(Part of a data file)
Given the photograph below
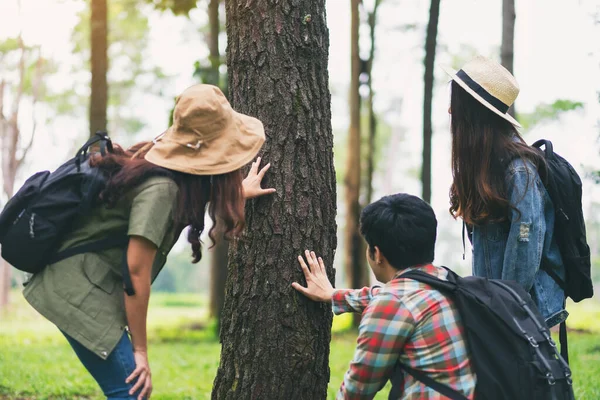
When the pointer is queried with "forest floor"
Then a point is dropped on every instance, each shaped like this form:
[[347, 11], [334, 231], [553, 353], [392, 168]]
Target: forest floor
[[37, 363]]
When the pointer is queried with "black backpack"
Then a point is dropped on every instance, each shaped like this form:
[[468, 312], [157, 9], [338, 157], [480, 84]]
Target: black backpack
[[36, 218], [564, 187], [512, 353]]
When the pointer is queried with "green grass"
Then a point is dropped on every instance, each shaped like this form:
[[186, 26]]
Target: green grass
[[37, 363]]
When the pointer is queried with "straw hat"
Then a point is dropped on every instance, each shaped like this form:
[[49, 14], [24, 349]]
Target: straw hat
[[207, 136], [489, 83]]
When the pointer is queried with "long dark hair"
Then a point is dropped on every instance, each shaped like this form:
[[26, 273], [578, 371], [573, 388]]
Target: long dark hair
[[220, 194], [483, 144]]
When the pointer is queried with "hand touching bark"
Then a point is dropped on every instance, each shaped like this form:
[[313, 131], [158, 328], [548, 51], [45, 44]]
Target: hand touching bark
[[318, 287], [251, 185]]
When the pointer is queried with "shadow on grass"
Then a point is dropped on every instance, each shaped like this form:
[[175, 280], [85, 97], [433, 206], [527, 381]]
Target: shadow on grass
[[189, 333]]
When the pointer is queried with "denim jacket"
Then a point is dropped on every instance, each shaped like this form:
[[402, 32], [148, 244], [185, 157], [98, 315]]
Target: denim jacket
[[515, 249]]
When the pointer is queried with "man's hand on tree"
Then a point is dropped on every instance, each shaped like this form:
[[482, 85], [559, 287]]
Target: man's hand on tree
[[318, 287]]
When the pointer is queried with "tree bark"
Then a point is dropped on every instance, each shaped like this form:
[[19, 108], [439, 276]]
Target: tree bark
[[508, 40], [275, 342], [99, 66], [354, 255], [430, 45], [213, 42], [218, 278]]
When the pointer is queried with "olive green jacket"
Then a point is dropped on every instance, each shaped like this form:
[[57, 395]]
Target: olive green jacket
[[83, 295]]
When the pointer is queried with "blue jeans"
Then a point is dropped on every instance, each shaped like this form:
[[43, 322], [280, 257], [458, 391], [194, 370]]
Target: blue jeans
[[112, 372]]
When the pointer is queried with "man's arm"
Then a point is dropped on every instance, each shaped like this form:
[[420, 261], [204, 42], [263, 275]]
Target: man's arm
[[353, 300], [386, 325]]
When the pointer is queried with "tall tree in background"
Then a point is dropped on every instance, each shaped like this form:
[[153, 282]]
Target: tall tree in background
[[99, 65], [507, 51], [372, 21], [218, 263], [128, 41], [430, 45], [14, 144], [354, 256], [275, 343]]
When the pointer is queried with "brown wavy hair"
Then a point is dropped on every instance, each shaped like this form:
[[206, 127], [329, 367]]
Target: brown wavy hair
[[483, 144], [220, 195]]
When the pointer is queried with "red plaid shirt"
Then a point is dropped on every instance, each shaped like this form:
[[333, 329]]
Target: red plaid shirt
[[405, 321]]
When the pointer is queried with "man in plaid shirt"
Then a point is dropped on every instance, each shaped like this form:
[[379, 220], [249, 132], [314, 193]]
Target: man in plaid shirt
[[404, 321]]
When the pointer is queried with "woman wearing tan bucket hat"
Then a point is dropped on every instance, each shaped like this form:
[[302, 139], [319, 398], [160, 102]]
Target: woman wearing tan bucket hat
[[497, 189], [154, 191]]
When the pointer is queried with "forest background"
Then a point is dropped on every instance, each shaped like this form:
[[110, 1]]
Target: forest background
[[158, 48]]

■ PROBLEM ■
From the lines above, keep only the ones containing the string "dark". Case counts.

■ EXERCISE RESPONSE ■
When the pointer is queried with "long dark hair"
Target: long dark hair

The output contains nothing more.